◆ **Work required**: Edit the part of the items below that opens with the line containing "Reviewer note: every instance of the rectangular" and closes with the line containing "(1134, 439)", replacing "rectangular window opening" with "arched window opening" and keeping everything else unchanged. Return only those lines.

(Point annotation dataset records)
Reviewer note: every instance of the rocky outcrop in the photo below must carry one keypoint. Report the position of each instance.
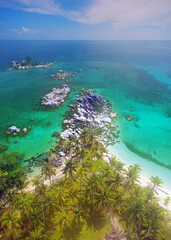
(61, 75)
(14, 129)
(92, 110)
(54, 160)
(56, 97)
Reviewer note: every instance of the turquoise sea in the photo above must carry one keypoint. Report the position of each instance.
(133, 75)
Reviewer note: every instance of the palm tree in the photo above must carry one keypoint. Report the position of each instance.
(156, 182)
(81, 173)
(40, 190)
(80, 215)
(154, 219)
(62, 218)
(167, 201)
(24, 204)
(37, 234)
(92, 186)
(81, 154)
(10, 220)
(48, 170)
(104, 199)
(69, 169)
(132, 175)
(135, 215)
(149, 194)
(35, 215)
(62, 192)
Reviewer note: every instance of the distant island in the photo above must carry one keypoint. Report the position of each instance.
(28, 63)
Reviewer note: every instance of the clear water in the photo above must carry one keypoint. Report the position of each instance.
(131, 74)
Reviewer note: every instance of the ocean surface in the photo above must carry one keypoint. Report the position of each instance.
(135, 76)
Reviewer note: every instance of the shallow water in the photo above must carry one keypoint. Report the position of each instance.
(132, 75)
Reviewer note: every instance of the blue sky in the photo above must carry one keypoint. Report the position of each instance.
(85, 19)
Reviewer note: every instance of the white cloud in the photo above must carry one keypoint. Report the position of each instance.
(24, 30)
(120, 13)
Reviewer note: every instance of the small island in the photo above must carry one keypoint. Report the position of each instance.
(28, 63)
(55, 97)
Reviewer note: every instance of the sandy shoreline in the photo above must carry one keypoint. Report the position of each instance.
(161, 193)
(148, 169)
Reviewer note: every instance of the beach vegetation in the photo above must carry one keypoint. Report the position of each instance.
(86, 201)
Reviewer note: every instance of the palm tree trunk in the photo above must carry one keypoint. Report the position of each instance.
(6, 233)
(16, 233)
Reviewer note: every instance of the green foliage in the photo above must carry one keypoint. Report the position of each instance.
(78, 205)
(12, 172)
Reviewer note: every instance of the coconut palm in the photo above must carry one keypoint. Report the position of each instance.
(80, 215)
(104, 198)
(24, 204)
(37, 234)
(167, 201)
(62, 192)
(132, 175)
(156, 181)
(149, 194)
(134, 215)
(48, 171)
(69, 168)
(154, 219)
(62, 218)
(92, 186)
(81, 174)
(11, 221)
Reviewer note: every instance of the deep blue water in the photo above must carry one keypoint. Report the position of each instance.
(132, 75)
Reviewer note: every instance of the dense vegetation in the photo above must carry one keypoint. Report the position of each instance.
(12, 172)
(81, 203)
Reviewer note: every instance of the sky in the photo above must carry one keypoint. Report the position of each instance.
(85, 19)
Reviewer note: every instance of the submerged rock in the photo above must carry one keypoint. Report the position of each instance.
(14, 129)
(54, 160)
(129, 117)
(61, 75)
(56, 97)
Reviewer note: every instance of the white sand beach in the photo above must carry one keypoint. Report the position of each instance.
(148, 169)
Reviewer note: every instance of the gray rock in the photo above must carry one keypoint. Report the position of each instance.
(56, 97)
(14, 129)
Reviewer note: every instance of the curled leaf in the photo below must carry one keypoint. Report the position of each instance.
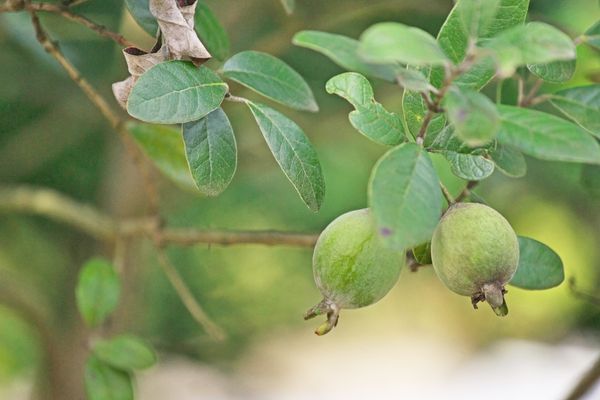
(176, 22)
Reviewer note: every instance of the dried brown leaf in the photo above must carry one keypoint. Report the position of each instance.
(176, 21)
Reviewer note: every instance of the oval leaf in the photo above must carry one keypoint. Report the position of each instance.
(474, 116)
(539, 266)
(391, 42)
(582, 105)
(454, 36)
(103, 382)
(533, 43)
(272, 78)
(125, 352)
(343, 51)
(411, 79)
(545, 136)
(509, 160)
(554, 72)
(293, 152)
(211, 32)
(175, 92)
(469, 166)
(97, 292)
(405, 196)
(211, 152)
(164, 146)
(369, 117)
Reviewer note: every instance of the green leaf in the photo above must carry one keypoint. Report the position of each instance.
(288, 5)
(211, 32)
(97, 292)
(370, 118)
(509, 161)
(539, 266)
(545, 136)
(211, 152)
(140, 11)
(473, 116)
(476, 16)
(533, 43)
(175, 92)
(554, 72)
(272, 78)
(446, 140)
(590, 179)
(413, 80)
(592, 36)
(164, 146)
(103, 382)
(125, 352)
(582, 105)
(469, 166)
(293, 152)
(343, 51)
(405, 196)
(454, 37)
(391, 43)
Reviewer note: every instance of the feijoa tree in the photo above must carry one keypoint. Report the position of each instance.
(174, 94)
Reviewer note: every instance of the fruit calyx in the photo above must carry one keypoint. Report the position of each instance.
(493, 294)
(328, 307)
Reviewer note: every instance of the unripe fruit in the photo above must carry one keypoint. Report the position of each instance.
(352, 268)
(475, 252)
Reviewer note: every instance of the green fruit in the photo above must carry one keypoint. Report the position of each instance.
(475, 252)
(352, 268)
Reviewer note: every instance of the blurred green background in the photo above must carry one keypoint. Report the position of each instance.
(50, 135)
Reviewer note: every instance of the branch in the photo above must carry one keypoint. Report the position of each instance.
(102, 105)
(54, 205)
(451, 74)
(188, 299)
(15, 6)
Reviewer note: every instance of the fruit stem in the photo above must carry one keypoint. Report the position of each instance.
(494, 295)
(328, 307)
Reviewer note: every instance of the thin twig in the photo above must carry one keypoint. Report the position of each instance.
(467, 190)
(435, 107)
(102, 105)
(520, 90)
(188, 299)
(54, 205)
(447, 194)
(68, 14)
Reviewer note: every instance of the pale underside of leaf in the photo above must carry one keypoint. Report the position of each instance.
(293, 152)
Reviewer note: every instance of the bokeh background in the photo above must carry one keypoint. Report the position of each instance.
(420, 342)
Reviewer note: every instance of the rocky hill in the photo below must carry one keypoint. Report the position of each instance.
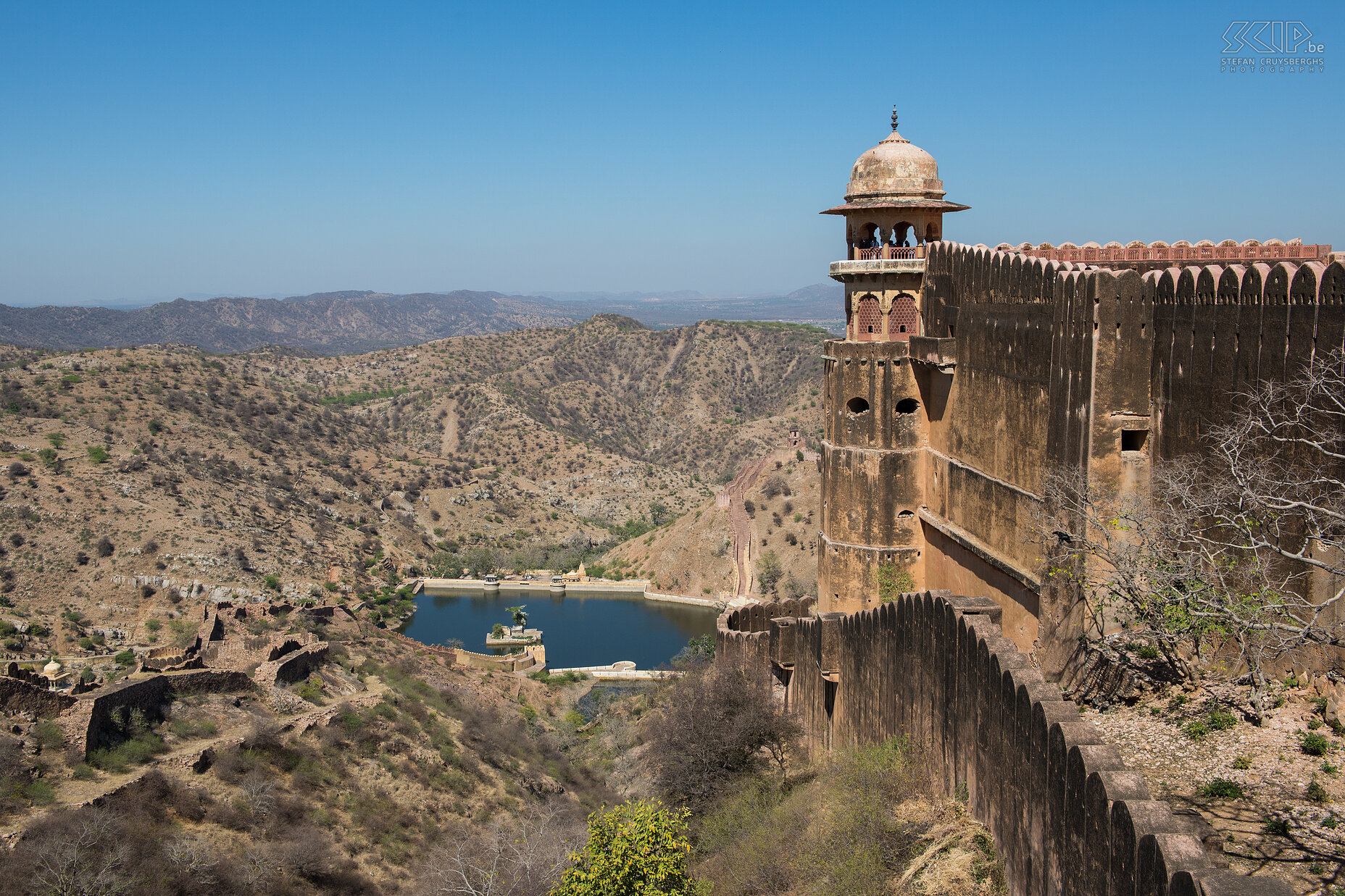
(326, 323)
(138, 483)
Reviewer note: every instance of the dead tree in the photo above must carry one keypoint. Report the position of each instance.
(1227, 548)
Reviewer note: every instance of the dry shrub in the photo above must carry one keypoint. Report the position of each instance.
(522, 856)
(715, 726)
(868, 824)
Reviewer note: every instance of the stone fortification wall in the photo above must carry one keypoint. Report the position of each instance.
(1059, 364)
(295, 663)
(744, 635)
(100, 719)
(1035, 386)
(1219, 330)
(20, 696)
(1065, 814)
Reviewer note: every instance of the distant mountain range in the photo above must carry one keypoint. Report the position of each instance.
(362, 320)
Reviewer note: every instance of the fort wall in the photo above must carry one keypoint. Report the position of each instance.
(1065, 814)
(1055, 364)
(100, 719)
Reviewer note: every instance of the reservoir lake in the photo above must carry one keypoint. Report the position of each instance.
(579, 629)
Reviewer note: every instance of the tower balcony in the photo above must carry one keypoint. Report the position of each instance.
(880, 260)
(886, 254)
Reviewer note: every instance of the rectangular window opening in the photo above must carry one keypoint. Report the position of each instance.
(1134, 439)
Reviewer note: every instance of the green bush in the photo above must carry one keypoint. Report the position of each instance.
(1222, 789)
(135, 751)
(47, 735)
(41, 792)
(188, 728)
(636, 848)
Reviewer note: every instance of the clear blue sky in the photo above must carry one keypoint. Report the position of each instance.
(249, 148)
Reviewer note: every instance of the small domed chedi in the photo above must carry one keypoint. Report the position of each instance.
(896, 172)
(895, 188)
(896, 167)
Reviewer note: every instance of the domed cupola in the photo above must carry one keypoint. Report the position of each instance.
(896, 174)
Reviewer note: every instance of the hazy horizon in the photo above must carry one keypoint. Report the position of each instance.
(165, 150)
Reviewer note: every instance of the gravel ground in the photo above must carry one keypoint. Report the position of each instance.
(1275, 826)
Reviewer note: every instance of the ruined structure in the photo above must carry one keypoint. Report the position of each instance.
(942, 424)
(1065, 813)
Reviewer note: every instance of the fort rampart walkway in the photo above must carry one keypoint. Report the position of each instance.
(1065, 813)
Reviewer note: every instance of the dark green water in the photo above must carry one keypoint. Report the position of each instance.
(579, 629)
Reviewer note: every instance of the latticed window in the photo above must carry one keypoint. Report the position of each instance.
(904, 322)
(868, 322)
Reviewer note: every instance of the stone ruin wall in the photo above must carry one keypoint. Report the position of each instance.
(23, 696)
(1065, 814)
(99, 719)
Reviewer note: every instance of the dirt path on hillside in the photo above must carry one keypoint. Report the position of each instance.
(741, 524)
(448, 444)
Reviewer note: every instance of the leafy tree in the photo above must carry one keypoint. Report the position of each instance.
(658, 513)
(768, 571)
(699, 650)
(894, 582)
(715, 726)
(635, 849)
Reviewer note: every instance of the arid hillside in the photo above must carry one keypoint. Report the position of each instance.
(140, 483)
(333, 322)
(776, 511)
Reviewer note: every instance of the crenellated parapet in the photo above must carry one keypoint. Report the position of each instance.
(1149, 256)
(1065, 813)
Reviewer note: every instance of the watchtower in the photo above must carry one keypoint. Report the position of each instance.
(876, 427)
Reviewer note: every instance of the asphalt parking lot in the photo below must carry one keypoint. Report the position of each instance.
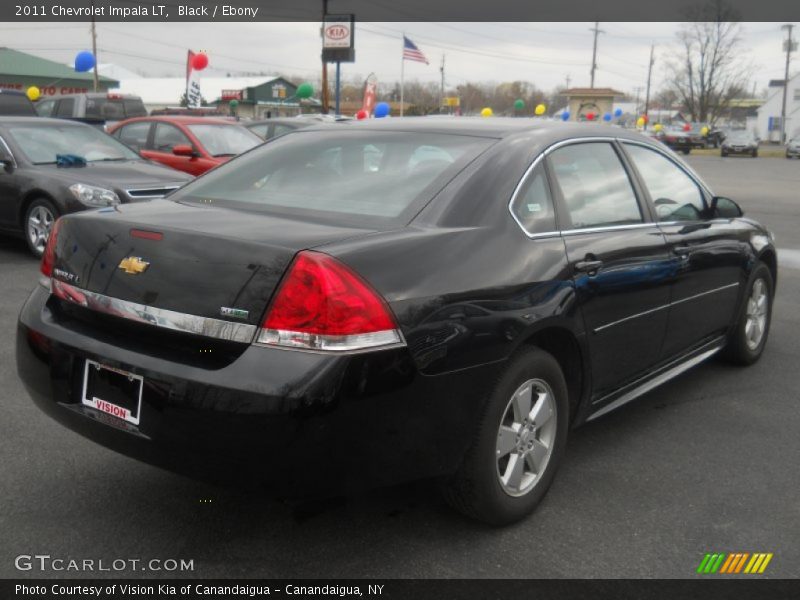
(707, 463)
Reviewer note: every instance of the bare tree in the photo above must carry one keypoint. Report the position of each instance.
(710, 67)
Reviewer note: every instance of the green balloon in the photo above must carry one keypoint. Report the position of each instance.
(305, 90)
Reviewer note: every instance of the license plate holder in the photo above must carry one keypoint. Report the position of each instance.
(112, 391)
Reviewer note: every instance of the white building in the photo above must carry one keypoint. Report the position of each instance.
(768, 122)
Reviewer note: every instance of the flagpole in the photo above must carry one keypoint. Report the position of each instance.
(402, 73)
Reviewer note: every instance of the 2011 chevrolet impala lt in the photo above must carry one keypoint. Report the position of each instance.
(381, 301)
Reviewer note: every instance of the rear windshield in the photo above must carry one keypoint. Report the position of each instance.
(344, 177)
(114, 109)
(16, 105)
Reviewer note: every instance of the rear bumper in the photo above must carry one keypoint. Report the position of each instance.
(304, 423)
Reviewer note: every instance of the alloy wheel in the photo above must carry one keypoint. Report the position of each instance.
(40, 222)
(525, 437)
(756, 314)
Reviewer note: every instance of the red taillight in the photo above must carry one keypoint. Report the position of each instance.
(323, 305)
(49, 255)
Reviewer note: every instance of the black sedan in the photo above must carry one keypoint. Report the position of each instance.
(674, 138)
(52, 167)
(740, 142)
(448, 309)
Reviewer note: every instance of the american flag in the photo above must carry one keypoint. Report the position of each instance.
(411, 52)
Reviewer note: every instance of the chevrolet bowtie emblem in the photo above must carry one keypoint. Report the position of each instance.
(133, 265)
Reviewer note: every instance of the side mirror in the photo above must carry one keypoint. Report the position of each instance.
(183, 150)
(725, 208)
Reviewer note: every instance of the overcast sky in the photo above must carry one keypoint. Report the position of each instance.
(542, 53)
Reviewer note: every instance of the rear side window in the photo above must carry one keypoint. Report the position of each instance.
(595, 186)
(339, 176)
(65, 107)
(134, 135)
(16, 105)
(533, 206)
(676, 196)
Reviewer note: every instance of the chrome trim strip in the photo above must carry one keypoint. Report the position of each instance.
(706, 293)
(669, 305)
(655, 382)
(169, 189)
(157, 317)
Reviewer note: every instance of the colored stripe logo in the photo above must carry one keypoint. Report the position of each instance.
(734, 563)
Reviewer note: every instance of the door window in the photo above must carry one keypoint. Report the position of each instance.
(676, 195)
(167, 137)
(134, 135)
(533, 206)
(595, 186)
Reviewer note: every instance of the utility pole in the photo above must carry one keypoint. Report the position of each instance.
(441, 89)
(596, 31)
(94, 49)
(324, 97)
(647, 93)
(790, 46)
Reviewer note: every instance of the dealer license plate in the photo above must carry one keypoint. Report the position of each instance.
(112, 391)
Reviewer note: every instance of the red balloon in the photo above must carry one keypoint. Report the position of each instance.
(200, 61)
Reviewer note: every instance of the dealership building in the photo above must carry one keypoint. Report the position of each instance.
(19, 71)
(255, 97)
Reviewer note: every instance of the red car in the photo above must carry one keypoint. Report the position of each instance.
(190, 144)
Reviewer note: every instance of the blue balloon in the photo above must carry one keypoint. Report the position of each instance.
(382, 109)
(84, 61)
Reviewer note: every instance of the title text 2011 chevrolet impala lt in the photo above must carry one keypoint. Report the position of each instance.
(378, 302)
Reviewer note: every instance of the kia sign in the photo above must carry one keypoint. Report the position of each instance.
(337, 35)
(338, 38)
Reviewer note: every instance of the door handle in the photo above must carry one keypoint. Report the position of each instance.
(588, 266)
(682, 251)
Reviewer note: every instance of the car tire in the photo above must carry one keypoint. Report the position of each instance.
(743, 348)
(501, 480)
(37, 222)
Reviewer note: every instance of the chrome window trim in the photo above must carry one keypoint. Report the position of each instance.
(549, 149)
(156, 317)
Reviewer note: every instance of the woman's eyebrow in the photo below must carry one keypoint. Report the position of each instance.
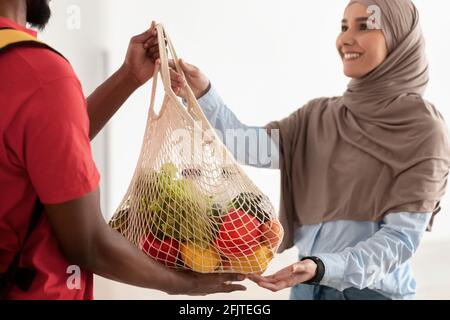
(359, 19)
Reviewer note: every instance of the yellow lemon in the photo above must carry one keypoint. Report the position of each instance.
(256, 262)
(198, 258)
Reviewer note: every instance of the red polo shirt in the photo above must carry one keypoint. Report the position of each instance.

◆ **The result**:
Reviewer note: every instance of the arched window opening in the photo above must carry one keypoint. Report the position of each instance.
(1134, 439)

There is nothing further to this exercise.